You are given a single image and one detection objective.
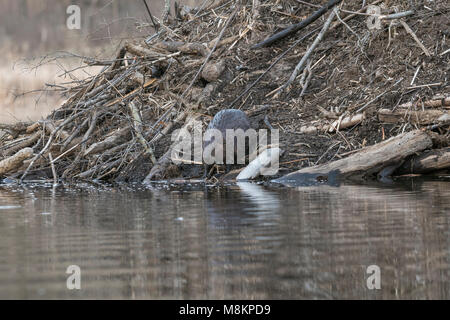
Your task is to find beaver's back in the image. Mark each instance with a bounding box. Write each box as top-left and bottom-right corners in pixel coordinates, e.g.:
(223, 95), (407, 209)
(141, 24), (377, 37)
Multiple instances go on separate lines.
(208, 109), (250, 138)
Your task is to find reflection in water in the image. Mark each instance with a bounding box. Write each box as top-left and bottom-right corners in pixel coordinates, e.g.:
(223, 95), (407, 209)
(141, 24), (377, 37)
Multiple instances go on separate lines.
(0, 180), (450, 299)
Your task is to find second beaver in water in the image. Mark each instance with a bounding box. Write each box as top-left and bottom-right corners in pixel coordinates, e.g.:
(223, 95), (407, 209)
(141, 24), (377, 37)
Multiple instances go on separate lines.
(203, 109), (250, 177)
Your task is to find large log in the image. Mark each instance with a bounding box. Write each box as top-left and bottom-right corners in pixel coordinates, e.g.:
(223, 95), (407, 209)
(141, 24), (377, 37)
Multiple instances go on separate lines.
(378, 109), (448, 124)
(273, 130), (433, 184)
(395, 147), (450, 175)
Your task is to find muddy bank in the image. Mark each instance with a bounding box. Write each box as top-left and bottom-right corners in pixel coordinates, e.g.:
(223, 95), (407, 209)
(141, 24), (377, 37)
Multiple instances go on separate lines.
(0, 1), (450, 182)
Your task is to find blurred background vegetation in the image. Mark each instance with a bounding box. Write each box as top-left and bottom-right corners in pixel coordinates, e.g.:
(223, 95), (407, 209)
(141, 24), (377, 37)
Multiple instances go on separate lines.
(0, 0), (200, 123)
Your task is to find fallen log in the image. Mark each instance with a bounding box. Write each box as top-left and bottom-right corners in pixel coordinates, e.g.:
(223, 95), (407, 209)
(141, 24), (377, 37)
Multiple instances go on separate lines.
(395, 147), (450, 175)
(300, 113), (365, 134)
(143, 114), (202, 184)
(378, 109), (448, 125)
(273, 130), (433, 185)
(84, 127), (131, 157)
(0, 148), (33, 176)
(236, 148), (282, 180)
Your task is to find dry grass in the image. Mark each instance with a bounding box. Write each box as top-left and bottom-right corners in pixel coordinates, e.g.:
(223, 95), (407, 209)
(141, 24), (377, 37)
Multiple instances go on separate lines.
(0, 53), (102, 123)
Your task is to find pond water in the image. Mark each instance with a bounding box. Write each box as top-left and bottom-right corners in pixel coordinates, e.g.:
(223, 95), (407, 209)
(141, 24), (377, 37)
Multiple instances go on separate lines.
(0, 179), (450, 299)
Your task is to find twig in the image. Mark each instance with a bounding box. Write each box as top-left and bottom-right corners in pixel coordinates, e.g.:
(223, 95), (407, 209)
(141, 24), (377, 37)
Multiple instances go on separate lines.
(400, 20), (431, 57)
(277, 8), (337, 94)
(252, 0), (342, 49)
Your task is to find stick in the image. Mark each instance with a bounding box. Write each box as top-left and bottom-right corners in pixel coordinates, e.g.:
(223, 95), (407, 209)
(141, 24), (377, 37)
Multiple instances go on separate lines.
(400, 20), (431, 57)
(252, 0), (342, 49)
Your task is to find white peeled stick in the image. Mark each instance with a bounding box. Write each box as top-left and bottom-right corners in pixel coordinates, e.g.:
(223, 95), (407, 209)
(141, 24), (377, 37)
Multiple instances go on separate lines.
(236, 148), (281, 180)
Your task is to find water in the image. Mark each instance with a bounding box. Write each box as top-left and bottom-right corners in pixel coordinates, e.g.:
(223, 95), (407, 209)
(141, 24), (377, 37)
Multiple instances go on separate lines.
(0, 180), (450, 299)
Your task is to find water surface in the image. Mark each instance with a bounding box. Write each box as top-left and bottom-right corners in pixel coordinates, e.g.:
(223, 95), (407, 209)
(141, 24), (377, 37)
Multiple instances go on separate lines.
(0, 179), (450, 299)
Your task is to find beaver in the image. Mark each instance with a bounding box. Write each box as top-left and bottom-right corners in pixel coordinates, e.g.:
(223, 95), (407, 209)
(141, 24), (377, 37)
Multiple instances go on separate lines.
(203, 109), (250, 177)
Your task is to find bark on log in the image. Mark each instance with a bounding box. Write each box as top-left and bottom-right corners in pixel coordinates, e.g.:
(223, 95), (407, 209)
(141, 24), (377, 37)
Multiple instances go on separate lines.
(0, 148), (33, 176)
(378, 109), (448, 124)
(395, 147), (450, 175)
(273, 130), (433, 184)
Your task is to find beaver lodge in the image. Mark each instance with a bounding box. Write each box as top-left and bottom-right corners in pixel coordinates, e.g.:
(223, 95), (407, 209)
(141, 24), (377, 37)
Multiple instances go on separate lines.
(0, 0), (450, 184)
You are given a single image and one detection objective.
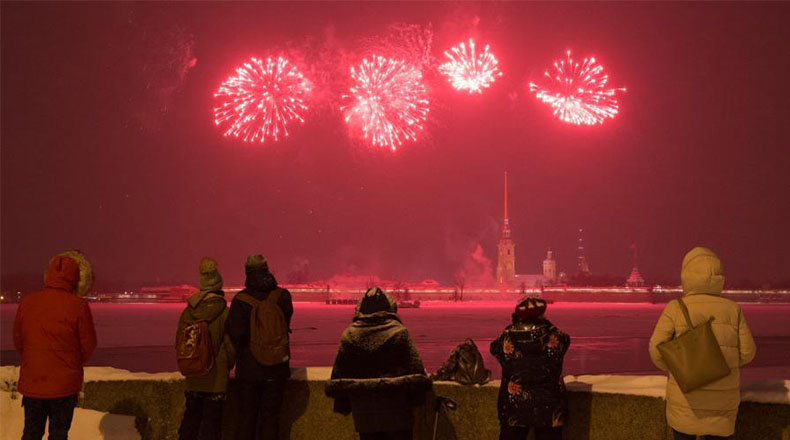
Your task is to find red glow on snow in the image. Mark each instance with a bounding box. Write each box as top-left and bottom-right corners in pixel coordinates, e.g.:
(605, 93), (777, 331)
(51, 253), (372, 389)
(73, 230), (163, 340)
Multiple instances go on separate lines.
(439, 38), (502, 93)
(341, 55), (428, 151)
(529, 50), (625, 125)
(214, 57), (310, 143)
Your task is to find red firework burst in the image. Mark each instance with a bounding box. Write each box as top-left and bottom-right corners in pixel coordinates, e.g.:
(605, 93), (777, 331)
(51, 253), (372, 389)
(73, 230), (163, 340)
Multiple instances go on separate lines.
==
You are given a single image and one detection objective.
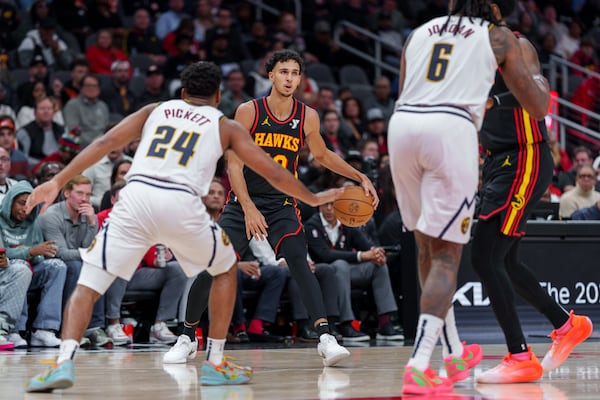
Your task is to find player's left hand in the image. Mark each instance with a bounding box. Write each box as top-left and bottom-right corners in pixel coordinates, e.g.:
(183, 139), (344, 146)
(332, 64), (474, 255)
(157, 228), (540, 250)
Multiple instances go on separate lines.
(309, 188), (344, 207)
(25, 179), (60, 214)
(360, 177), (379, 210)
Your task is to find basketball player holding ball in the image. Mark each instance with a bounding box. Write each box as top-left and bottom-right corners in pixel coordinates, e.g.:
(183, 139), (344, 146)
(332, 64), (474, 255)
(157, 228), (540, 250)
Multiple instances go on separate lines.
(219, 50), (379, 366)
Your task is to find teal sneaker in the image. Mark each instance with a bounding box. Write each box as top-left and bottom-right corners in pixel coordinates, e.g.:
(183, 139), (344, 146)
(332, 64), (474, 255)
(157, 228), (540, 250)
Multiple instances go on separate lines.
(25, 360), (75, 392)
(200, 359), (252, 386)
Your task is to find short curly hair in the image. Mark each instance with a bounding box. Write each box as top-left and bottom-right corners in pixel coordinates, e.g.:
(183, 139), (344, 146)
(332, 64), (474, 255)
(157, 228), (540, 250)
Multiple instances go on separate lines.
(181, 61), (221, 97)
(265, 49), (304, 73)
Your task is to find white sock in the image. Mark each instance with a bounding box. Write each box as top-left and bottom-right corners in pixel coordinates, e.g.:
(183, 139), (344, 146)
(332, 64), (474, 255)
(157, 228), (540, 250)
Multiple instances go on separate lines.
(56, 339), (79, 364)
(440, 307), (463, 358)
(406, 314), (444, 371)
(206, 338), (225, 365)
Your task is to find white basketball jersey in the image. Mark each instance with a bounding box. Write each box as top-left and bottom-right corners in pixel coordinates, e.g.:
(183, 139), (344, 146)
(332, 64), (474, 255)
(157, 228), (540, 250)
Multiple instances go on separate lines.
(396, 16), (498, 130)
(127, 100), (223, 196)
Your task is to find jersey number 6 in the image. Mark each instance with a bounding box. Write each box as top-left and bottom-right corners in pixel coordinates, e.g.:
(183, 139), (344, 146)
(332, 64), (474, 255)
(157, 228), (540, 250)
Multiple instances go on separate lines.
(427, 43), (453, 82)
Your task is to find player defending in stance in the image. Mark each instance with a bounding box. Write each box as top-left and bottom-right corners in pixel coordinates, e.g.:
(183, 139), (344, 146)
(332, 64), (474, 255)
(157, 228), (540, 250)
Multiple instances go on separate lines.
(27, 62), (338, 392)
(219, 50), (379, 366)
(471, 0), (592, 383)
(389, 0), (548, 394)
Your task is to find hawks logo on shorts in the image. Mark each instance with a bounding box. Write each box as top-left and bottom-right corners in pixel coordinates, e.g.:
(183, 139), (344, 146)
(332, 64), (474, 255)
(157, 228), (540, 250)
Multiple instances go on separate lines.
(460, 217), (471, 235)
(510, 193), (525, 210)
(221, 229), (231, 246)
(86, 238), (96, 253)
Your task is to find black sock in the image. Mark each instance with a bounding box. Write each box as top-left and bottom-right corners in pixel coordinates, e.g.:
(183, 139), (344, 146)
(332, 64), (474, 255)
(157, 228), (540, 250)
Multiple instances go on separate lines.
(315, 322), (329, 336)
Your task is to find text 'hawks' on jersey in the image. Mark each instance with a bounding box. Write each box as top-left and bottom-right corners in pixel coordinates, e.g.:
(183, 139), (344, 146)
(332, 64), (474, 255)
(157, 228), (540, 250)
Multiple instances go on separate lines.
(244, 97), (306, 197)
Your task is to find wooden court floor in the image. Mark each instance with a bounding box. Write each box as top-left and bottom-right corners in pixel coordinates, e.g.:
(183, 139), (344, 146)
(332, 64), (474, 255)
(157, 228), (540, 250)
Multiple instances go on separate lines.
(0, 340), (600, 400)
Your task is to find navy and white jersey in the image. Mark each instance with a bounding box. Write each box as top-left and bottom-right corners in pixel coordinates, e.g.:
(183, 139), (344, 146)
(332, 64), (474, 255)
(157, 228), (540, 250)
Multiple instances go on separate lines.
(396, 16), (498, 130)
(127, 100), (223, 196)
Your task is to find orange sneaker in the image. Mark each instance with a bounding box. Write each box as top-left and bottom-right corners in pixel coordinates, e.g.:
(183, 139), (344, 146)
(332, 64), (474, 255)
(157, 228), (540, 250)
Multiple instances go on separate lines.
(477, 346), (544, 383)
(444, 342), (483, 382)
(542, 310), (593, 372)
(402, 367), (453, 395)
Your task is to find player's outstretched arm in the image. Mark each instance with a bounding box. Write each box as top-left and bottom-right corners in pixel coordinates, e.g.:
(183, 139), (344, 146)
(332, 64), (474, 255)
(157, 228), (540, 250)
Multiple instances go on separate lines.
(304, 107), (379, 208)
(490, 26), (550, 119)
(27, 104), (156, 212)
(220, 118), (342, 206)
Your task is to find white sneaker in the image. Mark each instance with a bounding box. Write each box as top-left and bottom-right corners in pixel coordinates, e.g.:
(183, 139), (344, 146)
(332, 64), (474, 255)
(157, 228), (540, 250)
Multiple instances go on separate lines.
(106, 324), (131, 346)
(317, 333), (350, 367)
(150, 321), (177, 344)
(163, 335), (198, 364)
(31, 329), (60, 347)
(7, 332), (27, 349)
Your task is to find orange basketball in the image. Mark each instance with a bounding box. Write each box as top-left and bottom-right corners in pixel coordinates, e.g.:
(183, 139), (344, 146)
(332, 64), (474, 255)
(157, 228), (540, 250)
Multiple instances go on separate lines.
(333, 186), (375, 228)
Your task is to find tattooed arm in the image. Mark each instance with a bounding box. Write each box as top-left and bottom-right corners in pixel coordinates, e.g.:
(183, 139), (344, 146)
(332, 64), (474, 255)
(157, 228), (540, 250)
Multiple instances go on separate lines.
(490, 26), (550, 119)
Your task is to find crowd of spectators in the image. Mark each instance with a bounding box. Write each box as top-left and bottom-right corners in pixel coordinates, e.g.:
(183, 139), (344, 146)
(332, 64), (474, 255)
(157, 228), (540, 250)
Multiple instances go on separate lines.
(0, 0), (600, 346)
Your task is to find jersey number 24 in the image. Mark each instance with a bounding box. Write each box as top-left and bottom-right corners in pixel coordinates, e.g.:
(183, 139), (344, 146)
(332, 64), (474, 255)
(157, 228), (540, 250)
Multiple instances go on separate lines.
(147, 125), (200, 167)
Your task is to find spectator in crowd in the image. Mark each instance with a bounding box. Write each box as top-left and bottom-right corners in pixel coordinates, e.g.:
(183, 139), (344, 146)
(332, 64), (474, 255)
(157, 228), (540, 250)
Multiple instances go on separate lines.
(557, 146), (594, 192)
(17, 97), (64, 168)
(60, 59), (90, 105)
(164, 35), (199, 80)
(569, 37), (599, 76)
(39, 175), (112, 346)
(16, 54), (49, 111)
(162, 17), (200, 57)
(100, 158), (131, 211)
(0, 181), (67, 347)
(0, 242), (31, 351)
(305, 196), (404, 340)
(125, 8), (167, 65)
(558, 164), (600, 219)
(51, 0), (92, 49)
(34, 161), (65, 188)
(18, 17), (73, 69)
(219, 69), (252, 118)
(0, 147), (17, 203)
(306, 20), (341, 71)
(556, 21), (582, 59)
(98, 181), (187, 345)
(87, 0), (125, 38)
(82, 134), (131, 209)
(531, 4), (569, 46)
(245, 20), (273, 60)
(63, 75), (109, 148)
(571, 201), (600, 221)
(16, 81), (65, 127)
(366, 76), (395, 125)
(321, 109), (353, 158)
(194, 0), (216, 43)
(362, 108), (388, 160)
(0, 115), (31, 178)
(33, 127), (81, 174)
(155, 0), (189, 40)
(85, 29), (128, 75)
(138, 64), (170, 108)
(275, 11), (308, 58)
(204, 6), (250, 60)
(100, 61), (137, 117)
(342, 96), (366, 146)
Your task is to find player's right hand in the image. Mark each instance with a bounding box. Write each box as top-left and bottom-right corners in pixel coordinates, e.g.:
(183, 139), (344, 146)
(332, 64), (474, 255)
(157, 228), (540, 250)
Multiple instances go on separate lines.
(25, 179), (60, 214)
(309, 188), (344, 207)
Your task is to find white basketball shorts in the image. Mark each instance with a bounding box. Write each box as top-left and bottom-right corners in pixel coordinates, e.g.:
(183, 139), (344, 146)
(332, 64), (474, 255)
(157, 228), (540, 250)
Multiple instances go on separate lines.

Directions:
Copy everything from the line that contains "Your task is to find white sneaker" down to the line that contains "(333, 186), (375, 228)", swapping "orange basketball" for "game ball" and leaving every other word unchanged.

The output:
Your task is to find white sneaker in the image. Mark each instance with a bounding box. Write each box as top-left and bottom-right corners in pixel coordinates, e.g.:
(183, 139), (344, 146)
(332, 64), (474, 255)
(157, 228), (540, 250)
Multiple instances go on separate lines.
(106, 324), (131, 346)
(317, 333), (350, 367)
(150, 321), (177, 344)
(163, 335), (198, 364)
(31, 329), (60, 347)
(7, 332), (27, 349)
Your task is to find game ball in the image. Mark each instance with a bounding box. Write each box as top-left and bottom-right corners in pixel coordinates, e.g.:
(183, 139), (344, 146)
(332, 64), (474, 255)
(157, 228), (540, 250)
Multiple instances go on separate lines.
(333, 186), (375, 228)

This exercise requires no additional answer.